[Object detection data]
"""

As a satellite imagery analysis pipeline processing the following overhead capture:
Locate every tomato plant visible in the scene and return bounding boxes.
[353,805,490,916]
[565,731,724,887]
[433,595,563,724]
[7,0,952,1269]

"""

WHAT TO WORK ON = Rename "tomato plant" to "pepper plant" throughout these rows, and change nothing else.

ANSWER TO THE EXERCISE =
As a satellite imagery analysis pipeline processing the following overhead capture:
Locate every pepper plant visible in the scene and return bounding boxes.
[353,805,490,916]
[565,731,724,887]
[433,595,563,724]
[7,0,952,1269]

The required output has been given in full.